### Provided information ###

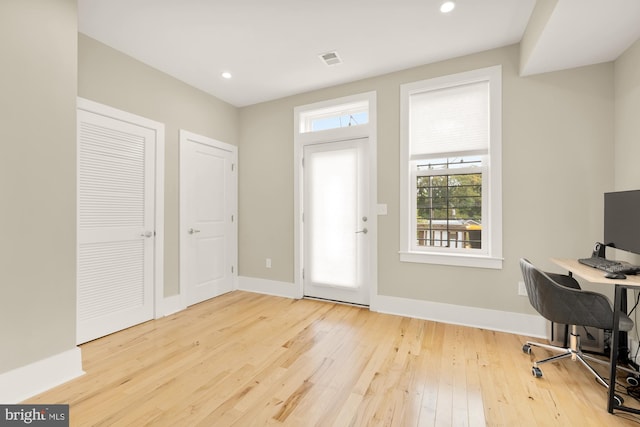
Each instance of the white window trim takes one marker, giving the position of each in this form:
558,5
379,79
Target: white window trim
491,257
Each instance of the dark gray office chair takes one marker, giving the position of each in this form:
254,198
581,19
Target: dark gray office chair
559,299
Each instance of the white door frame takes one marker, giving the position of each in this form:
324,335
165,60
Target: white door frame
186,137
301,139
158,128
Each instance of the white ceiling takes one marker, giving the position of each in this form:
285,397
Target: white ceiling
271,46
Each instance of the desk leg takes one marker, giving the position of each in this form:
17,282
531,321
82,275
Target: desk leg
615,342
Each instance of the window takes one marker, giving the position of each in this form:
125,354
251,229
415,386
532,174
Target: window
334,117
451,171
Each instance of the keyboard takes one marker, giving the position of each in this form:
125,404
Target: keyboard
610,266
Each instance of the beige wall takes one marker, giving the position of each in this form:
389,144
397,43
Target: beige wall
627,119
627,126
557,162
112,78
37,180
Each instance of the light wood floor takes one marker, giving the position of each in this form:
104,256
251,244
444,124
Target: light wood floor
250,360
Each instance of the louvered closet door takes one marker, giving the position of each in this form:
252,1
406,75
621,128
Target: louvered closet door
115,225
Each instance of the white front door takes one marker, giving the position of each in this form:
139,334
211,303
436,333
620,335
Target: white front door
116,220
208,199
336,221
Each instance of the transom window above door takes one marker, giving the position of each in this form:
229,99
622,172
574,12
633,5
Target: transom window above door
335,117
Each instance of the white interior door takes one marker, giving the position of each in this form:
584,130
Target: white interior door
116,224
336,201
208,188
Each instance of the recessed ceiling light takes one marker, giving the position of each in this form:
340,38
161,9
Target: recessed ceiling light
447,7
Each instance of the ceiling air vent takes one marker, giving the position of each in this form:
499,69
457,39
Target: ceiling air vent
331,58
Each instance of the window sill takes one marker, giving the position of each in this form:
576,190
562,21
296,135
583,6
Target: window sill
461,260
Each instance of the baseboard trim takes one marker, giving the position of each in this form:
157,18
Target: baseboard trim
171,305
495,320
22,383
269,287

###

- **Task objective**
Retype all of the material above word for word, leaving out the pictures.

- **Written answer**
Each instance of the white window trim takes one marker, giving the position of each in this form:
558,5
379,79
Target: white window trim
491,257
Each instance of the dark gray office chair takes one marker, giving the position of each in this form:
254,198
581,19
Target: dark gray office chair
559,299
Each instance of the white door frame takes one marker, giving the position of each in this form:
324,335
165,60
Target: white door frame
186,137
301,139
158,128
Each instance of the white ceiling takes one marker, giving the position of each in this form:
285,397
Target: white ceiling
271,46
Each instance of the desk leg takes one marker, giving the position of each in this form:
17,282
531,321
82,275
Target: desk leg
615,342
Each instance of the window takes one marker, giving the position of each in this form:
125,354
251,229
415,386
532,174
Target: window
334,117
451,171
Each instance of the keyboard takes one marker, giving the position of each in this form:
125,404
Target: keyboard
610,266
Each instance of the beige wall takes one marker, giving the position of each in this form:
389,144
397,43
Target: beige wall
627,119
627,126
557,162
112,78
37,180
Each instance of the light wood floor takes one marker, giving the position of each in this form:
104,256
251,244
444,124
Target: light wood floor
250,360
Each instance of the louvered closet door takes one marker, giving the position of each in this form:
252,1
406,75
621,128
Target: louvered closet door
115,225
Each instance of the white front door takes one marker, giving the position of each in this form:
139,334
211,303
436,333
620,335
Target: white front door
116,220
208,199
336,221
Each instance of the transom window above door takes one marker, giving the position of each in this form:
229,99
622,172
574,12
633,5
Target: transom window above door
335,117
Each instance of the white interior door takes one marker, giving the position of each in this form:
584,130
Target: white interior door
116,224
336,201
208,188
Each instance of the recessed ceiling light takes one marker, giving the position of each in this form:
340,38
161,9
Target: recessed ceiling light
447,7
Each instance of the ceiling air vent takes one marker, giving the position of each in this form:
499,69
457,39
Target: ceiling air vent
331,58
Each instance of the window sill takes one marker, giving the position of each in this form:
576,190
562,21
296,135
583,6
Target: window sill
461,260
Each instance of the baseboard trim takes one marker, giving the position of each in this form:
157,18
Target: baseboard trim
171,305
495,320
22,383
269,287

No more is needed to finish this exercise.